**Your instructions**.
Only the lines below between the ones containing "Target: tree foliage" and "Target: blue spherical sculpture", inclusive, are to be reproduced, each exactly as it stands.

**The records**.
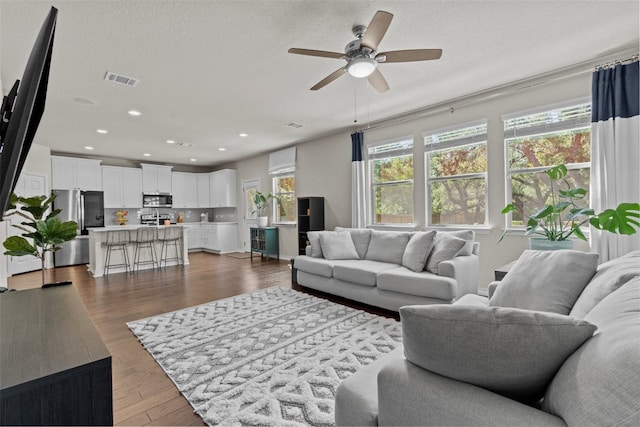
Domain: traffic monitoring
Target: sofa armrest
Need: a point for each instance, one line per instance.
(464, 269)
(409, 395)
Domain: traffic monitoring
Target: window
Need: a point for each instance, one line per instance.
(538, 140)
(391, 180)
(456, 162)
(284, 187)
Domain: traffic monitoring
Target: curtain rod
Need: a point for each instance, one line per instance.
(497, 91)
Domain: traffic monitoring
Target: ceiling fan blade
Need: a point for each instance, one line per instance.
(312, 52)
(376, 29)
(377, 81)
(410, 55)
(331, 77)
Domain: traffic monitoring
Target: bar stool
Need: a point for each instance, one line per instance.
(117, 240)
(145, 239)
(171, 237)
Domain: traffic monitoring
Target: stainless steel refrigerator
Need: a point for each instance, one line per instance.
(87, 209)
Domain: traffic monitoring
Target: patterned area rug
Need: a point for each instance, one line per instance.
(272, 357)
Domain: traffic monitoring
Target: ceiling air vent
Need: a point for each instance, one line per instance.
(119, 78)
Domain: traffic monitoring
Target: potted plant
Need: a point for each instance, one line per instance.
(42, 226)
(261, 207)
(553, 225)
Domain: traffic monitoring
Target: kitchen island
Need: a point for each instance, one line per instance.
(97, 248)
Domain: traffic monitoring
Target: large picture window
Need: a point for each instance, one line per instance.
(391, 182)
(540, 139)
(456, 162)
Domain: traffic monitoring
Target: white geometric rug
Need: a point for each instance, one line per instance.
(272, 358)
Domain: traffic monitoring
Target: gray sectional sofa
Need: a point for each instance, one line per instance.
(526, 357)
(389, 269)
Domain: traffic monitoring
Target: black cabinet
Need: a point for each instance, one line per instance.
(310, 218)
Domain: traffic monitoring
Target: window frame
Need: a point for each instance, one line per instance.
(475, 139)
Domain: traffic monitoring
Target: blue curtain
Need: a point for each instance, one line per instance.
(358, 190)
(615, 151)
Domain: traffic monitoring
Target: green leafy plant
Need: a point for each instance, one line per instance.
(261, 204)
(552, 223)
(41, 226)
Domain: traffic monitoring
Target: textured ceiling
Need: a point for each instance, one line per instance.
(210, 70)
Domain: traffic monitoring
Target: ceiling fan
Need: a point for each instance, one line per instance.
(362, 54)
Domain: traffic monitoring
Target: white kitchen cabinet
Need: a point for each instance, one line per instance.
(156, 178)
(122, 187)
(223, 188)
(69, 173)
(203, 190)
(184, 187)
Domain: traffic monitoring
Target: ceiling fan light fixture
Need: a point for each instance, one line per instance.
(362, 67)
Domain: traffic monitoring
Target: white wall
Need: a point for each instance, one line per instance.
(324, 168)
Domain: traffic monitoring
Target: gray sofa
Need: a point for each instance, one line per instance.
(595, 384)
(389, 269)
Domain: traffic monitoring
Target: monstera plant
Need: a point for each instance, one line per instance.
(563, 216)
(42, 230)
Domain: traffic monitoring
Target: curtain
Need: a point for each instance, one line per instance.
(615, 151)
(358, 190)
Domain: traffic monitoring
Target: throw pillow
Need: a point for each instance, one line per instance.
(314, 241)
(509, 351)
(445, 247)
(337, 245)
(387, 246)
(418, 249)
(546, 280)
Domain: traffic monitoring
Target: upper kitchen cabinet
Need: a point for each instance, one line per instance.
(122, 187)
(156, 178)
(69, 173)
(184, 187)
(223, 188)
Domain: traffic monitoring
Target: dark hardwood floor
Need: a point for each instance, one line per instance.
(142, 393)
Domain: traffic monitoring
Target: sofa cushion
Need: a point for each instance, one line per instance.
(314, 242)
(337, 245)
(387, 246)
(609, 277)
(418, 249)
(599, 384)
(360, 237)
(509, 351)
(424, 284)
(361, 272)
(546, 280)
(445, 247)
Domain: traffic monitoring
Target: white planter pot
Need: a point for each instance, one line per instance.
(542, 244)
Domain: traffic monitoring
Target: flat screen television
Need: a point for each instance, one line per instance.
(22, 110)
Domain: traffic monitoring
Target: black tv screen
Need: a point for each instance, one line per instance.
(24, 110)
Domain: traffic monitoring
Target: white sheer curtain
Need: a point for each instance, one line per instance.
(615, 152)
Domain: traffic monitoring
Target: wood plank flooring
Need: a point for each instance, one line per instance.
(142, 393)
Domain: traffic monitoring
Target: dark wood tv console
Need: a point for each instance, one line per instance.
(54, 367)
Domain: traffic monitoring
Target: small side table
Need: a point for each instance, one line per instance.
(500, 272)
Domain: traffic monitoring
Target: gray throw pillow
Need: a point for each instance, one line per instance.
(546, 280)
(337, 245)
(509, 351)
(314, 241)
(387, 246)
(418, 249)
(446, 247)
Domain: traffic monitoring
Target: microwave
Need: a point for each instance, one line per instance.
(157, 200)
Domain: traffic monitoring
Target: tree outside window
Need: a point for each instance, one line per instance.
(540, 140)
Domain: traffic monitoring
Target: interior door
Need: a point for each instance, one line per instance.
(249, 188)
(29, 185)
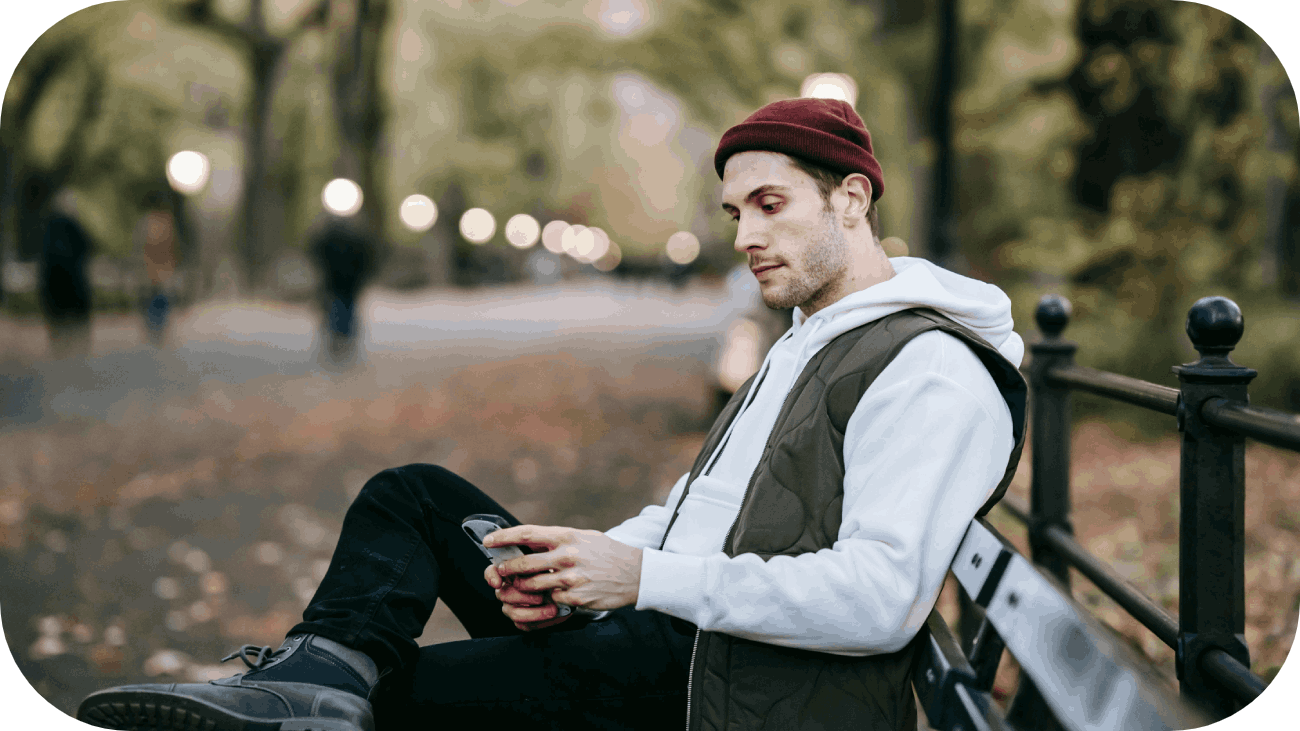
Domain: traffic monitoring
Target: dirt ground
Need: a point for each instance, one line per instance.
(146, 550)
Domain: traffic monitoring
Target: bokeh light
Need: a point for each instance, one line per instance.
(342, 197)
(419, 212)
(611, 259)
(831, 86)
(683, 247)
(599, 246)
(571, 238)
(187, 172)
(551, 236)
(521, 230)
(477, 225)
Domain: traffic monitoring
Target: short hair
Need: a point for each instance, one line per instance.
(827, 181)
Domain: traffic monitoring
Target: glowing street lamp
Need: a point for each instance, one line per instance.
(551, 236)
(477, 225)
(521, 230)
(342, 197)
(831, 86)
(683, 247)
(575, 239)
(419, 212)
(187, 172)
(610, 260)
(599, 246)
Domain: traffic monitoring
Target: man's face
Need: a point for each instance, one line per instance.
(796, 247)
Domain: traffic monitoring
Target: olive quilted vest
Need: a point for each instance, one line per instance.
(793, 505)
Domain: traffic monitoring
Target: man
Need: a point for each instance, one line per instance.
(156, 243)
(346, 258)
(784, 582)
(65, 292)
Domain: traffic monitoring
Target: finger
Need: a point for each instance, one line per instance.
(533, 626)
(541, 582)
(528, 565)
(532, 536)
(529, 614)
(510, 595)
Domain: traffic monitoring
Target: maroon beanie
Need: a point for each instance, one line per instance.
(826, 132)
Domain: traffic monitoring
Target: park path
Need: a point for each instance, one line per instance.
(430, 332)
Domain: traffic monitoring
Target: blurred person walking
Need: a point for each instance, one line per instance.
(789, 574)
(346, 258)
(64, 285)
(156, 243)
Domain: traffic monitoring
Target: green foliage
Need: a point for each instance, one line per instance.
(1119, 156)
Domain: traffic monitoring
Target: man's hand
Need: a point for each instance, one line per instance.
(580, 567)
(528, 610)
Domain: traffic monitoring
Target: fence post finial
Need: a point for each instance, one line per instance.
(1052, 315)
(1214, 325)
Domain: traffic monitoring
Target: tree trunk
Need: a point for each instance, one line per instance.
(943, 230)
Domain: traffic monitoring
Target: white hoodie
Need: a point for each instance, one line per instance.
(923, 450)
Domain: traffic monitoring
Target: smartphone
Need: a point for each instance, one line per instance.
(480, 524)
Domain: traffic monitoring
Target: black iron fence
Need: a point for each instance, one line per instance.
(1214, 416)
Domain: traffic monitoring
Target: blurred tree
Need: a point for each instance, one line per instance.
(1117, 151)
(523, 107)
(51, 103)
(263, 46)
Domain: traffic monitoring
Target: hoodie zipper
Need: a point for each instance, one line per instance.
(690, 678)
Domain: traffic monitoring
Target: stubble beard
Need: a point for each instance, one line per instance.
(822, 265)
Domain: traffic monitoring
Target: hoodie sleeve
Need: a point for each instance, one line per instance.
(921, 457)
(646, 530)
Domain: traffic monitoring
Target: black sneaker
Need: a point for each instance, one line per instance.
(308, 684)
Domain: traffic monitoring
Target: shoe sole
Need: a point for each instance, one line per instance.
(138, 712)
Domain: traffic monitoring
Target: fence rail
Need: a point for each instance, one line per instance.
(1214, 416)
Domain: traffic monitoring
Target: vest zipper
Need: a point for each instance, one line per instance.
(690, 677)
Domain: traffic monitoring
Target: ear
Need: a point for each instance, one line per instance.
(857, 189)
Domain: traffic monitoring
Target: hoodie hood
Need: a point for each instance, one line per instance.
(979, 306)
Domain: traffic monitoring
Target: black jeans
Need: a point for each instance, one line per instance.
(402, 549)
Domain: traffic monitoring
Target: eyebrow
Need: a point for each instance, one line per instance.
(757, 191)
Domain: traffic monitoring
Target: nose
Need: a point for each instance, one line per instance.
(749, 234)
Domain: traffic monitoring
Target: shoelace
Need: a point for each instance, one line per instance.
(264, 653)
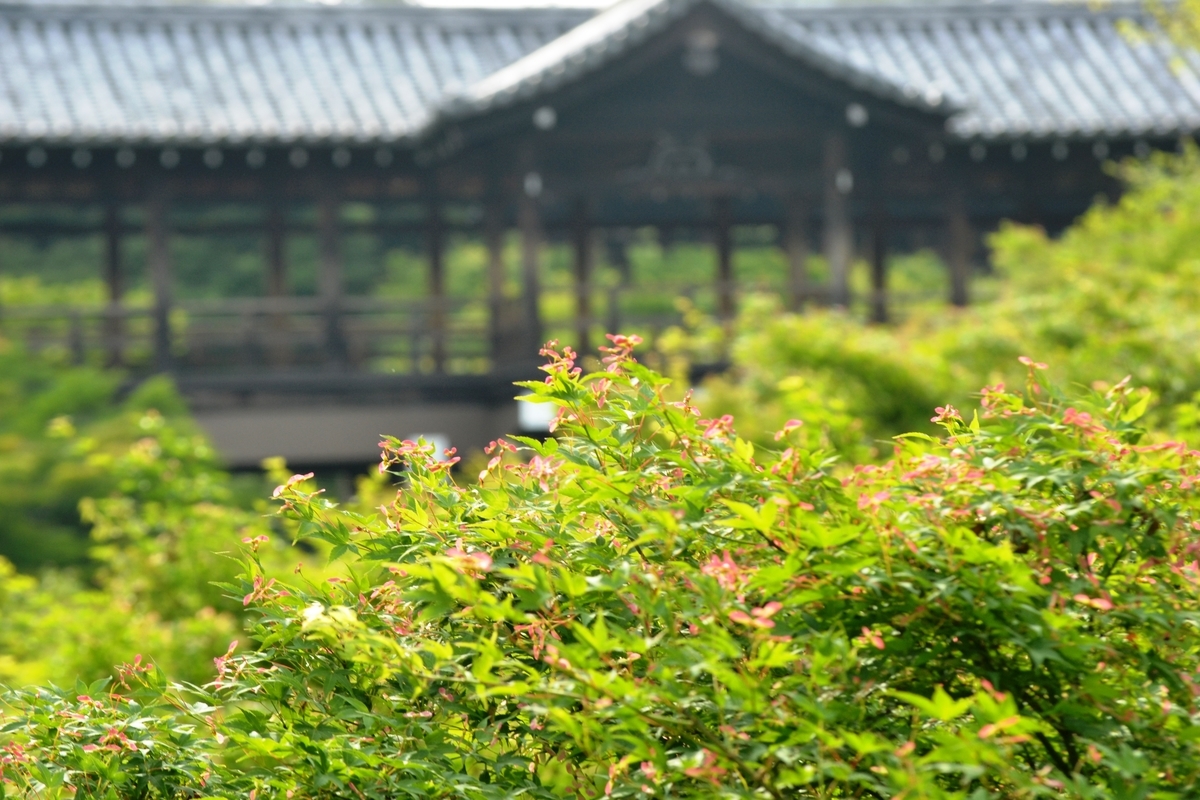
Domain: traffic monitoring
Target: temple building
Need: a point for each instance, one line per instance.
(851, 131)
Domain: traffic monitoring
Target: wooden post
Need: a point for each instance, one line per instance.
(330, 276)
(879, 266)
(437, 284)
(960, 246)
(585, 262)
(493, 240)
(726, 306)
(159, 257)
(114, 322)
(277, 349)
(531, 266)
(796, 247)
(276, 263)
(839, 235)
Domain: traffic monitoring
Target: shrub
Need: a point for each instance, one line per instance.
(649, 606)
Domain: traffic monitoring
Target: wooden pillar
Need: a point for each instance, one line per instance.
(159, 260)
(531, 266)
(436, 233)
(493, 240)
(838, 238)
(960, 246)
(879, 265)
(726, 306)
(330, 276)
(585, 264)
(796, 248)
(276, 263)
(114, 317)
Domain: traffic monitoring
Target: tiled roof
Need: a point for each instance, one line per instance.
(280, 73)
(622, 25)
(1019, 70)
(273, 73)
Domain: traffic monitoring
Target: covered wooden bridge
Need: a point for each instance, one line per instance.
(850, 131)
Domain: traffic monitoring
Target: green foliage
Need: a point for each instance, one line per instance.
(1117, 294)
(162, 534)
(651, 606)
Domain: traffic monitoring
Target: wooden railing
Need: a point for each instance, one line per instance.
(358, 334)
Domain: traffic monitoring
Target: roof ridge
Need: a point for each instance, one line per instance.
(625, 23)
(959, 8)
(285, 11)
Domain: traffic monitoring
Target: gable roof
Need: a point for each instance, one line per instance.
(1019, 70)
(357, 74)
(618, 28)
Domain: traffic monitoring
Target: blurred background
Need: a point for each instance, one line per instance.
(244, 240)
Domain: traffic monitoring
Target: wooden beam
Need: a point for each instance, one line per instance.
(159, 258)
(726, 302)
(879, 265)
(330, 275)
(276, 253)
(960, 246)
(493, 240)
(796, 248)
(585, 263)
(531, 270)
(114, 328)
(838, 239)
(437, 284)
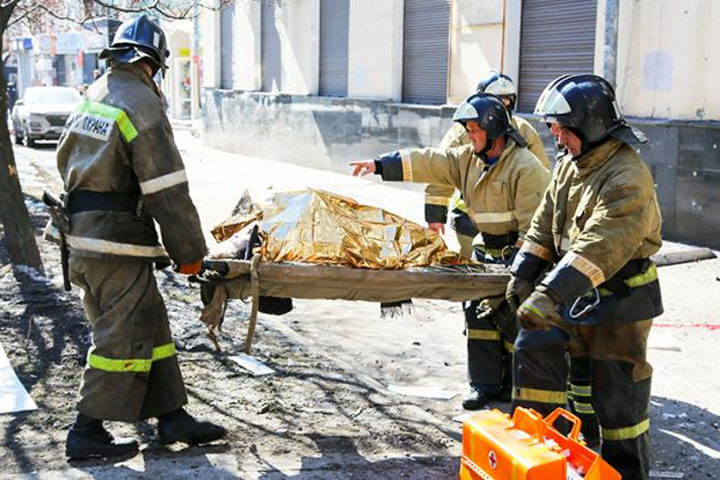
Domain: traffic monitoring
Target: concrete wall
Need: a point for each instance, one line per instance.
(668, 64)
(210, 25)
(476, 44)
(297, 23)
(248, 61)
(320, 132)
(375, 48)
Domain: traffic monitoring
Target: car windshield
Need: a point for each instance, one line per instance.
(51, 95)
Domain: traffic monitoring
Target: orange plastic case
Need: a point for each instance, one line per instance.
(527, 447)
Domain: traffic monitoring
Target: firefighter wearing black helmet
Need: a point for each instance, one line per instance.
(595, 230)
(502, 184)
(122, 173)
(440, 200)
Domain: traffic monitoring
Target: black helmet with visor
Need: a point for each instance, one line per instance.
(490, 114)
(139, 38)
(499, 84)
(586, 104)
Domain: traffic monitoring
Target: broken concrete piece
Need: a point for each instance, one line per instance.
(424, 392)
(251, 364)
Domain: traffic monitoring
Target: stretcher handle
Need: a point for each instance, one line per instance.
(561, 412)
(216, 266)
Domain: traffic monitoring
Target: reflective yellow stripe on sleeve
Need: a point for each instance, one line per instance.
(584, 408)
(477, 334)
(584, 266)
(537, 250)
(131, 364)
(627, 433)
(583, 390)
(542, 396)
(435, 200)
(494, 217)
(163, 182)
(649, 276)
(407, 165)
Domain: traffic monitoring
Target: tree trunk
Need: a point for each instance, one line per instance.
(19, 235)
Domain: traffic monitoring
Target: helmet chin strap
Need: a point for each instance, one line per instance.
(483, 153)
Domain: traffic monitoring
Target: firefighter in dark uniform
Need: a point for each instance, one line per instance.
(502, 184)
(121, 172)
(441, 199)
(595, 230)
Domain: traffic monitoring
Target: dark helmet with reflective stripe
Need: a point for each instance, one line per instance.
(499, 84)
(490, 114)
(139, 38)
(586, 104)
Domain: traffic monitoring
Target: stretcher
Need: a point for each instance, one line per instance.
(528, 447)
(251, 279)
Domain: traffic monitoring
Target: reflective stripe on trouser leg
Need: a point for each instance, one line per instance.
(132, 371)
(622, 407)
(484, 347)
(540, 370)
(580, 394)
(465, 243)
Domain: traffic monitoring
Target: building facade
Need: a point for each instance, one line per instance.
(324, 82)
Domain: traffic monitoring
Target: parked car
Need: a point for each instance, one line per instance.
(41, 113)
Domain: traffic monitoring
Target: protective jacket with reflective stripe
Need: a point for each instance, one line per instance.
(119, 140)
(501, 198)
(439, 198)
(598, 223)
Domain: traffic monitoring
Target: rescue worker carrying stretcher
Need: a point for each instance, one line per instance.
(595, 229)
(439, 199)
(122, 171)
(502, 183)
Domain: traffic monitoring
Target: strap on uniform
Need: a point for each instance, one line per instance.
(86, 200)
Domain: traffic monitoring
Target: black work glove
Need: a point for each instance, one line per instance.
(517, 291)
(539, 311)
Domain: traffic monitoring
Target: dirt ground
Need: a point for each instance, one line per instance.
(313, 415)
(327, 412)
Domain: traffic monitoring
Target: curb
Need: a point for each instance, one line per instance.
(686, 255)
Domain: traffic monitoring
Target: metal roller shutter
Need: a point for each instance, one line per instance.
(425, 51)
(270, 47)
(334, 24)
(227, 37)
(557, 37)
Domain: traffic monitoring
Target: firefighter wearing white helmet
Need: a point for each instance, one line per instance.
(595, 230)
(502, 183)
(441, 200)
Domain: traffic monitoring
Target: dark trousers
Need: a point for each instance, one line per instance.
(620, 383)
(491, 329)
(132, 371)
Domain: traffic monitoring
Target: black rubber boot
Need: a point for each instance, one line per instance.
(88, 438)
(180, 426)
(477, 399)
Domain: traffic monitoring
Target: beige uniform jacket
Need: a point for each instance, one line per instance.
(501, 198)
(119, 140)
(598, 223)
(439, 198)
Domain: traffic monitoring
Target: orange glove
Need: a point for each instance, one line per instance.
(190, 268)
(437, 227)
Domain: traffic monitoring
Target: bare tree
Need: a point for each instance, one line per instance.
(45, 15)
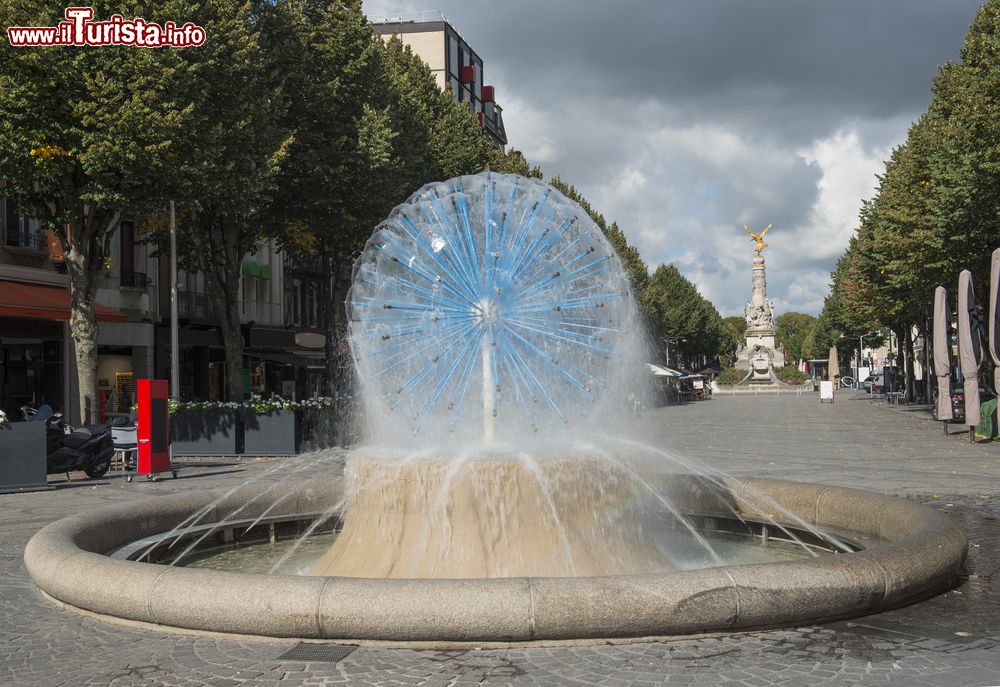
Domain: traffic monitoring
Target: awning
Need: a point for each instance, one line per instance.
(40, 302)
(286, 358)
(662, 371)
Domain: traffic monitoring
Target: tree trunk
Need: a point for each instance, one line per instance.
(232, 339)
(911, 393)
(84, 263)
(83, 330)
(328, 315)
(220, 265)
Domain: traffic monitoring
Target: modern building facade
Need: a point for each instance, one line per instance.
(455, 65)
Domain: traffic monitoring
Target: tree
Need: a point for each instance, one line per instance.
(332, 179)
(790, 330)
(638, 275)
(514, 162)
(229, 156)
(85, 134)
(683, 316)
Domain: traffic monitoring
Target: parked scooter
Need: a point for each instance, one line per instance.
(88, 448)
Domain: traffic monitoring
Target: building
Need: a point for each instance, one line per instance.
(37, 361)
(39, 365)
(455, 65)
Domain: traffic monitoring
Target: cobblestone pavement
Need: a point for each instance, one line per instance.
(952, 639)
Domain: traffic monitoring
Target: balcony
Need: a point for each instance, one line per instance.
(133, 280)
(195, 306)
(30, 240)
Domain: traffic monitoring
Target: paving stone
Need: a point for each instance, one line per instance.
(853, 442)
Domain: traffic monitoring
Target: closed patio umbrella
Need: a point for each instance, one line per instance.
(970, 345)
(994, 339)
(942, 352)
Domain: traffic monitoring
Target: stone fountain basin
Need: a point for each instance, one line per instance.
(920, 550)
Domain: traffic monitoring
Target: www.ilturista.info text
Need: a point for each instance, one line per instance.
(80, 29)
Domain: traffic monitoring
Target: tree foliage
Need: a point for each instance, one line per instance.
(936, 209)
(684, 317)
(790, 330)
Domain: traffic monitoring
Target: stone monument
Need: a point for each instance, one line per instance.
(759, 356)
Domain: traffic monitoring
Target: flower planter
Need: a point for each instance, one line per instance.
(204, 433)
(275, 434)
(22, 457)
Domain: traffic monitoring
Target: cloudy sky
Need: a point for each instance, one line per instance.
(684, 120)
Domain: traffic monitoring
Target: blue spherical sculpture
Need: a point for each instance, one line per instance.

**Exercise solution**.
Target: tree foliage
Need: a point for each instance, one line per instance.
(936, 209)
(684, 317)
(790, 330)
Domain: traffic monitoring
Target: stone monument
Need: a point for each instance, one line per instance.
(759, 356)
Domain: traffic monitoring
Target: flower planter
Need: a point for each instance, one line per instance.
(204, 433)
(275, 434)
(22, 457)
Domain: traffic monitoring
Target: cloudy sky
Need: a point for each instance, one line per instance.
(684, 120)
Domain: traffic monitoring
Target: blue spherical sculpture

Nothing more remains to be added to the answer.